**TAREFA**
Retorne, sem nenhuma alteração, tudo o que vai desde "Muitas vezes, as" até "falar comigo, né?" no documento de origem abaixo.

Muitas vezes, as trabalhadoras, em consonância com as ideias de Seligmann-Silva (2011), acabam buscando justificativas individuais pelo não atingimento das metas estabelecidas, mesmo que o problema esteja relacionado à situação precária de trabalho; nas palavras de Elis, numa situação em que a máquina que estava operando, começou a dar problema

. . . a gente sabia que o problema era uma peça nova que tinha que colocar, mas não colocava e só estragando embalagem e eu só pensando que o dono da fábrica ia chegar . . . ele ficava lá do escritório . . . eu tava vendo a hora dele descer lá em baixo pra falar comigo, né?

**LINHAS LISTADAS**
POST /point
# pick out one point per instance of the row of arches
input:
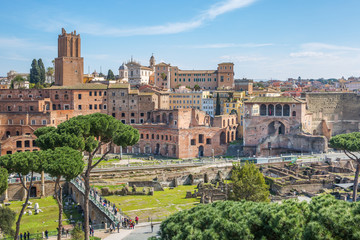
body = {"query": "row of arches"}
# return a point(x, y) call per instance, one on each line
point(276, 110)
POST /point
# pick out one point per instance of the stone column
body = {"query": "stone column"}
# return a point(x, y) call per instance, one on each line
point(42, 185)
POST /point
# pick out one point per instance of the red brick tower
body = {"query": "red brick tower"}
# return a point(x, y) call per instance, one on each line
point(69, 65)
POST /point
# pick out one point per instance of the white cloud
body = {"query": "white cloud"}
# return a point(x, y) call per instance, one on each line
point(232, 45)
point(324, 46)
point(307, 54)
point(239, 58)
point(209, 14)
point(18, 43)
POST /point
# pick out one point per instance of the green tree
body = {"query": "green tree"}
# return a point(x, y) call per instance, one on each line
point(110, 75)
point(62, 162)
point(23, 164)
point(7, 219)
point(35, 75)
point(77, 233)
point(249, 183)
point(88, 134)
point(350, 144)
point(217, 108)
point(197, 87)
point(16, 82)
point(3, 180)
point(42, 71)
point(323, 218)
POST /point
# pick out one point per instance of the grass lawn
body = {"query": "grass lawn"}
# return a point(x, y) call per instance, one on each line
point(157, 207)
point(46, 220)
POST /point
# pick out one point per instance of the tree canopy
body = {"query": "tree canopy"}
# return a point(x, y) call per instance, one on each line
point(323, 218)
point(249, 183)
point(7, 219)
point(110, 75)
point(3, 180)
point(350, 144)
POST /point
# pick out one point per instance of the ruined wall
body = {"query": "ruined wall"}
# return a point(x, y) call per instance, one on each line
point(339, 110)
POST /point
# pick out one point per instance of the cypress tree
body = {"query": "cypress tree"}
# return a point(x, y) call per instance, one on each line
point(42, 71)
point(217, 110)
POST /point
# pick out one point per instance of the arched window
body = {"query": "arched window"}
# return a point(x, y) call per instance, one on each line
point(164, 118)
point(263, 110)
point(271, 110)
point(286, 110)
point(278, 110)
point(222, 138)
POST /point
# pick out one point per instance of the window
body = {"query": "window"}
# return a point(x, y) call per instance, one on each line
point(201, 138)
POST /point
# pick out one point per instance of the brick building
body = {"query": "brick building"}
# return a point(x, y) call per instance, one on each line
point(169, 77)
point(185, 133)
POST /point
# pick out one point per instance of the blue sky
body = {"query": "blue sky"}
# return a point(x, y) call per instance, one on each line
point(266, 39)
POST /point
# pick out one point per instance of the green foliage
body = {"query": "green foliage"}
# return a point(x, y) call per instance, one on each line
point(7, 219)
point(77, 233)
point(63, 161)
point(348, 141)
point(110, 75)
point(323, 218)
point(35, 75)
point(249, 183)
point(3, 180)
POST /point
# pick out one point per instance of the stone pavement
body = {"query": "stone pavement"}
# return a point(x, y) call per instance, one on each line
point(141, 231)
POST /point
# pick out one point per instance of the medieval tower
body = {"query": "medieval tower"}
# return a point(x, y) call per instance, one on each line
point(69, 65)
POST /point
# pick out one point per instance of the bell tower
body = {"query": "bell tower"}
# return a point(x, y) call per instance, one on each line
point(69, 65)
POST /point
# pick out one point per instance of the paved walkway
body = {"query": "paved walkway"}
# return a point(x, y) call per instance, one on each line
point(141, 231)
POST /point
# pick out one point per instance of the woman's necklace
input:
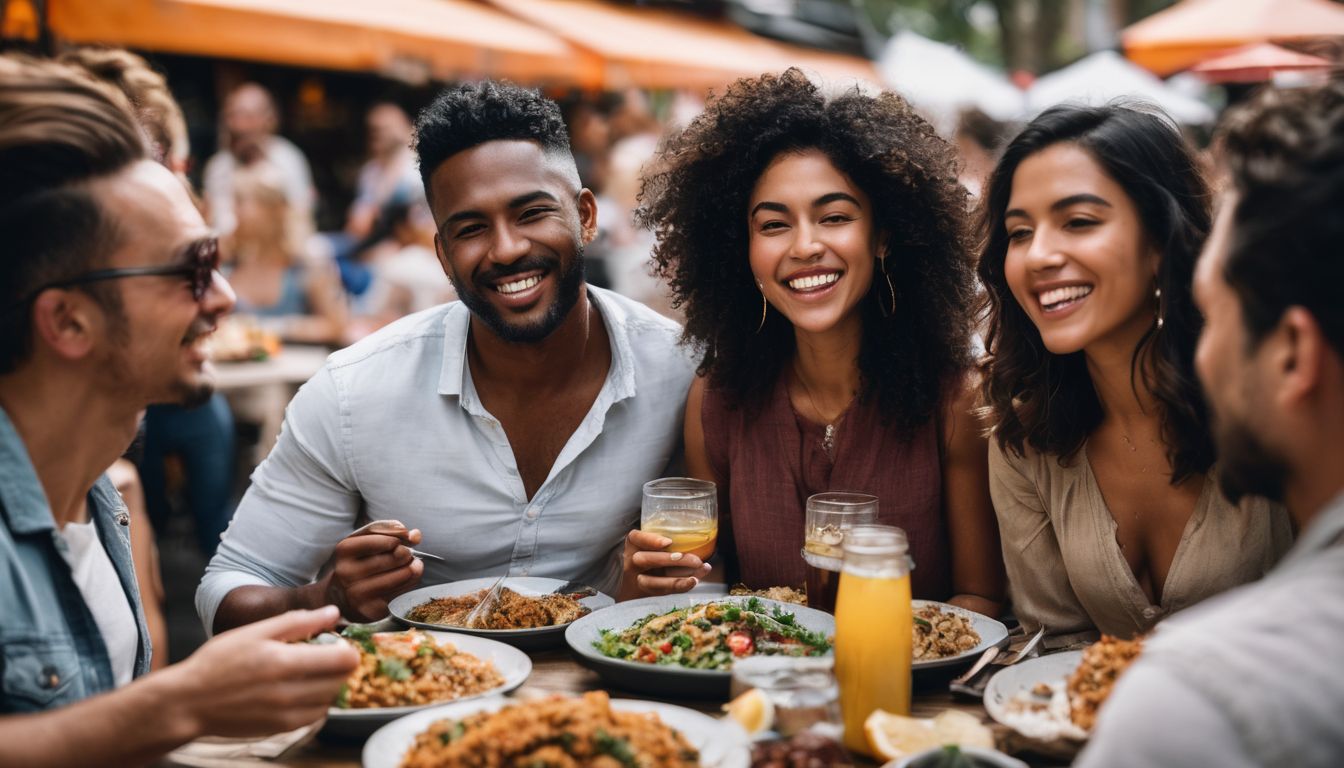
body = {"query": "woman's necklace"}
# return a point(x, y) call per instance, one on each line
point(828, 439)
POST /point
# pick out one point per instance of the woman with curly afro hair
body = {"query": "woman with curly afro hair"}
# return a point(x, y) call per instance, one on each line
point(819, 249)
point(1102, 464)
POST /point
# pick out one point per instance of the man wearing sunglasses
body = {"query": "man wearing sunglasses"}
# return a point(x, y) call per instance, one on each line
point(108, 288)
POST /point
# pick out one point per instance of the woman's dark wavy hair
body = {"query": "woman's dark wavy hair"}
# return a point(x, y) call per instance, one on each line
point(695, 198)
point(1047, 401)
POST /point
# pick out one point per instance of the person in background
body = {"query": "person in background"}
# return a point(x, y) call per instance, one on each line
point(1255, 677)
point(108, 291)
point(979, 139)
point(515, 427)
point(390, 175)
point(1102, 462)
point(276, 283)
point(407, 277)
point(821, 254)
point(250, 124)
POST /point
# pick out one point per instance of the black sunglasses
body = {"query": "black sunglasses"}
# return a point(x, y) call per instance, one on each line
point(198, 262)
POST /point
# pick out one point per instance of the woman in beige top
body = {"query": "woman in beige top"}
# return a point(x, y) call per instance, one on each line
point(1101, 467)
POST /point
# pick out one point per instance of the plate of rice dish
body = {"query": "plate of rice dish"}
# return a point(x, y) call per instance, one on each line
point(949, 636)
point(682, 644)
point(1057, 697)
point(592, 731)
point(530, 612)
point(401, 673)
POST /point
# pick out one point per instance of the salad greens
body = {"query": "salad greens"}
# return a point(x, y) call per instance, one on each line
point(710, 635)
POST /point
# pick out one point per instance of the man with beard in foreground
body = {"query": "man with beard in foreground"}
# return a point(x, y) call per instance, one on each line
point(510, 432)
point(1255, 677)
point(108, 287)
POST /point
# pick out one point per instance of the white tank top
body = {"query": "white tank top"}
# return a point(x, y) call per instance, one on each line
point(97, 581)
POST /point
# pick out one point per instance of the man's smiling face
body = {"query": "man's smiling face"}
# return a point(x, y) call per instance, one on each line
point(512, 222)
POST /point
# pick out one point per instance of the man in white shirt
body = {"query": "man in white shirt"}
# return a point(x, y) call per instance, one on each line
point(1255, 677)
point(250, 124)
point(108, 288)
point(515, 428)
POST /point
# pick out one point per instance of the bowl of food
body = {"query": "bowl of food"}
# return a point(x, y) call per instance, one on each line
point(399, 673)
point(948, 636)
point(684, 646)
point(592, 729)
point(530, 612)
point(1053, 701)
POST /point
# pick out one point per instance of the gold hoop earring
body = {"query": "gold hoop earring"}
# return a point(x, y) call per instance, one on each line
point(891, 291)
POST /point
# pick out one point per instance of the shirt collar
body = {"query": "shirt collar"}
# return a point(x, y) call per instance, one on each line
point(22, 498)
point(454, 374)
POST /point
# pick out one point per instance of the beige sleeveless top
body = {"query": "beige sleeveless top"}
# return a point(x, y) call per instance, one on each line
point(1066, 570)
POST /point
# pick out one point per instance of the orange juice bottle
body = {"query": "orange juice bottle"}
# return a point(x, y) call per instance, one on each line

**RESPOSTA DA TAREFA**
Muitas vezes, as trabalhadoras, em consonância com as ideias de Seligmann-Silva (2011), acabam buscando justificativas individuais pelo não atingimento das metas estabelecidas, mesmo que o problema esteja relacionado à situação precária de trabalho; nas palavras de Elis, numa situação em que a máquina que estava operando, começou a dar problema

. . . a gente sabia que o problema era uma peça nova que tinha que colocar, mas não colocava e só estragando embalagem e eu só pensando que o dono da fábrica ia chegar . . . ele ficava lá do escritório . . . eu tava vendo a hora dele descer lá em baixo pra falar comigo, né?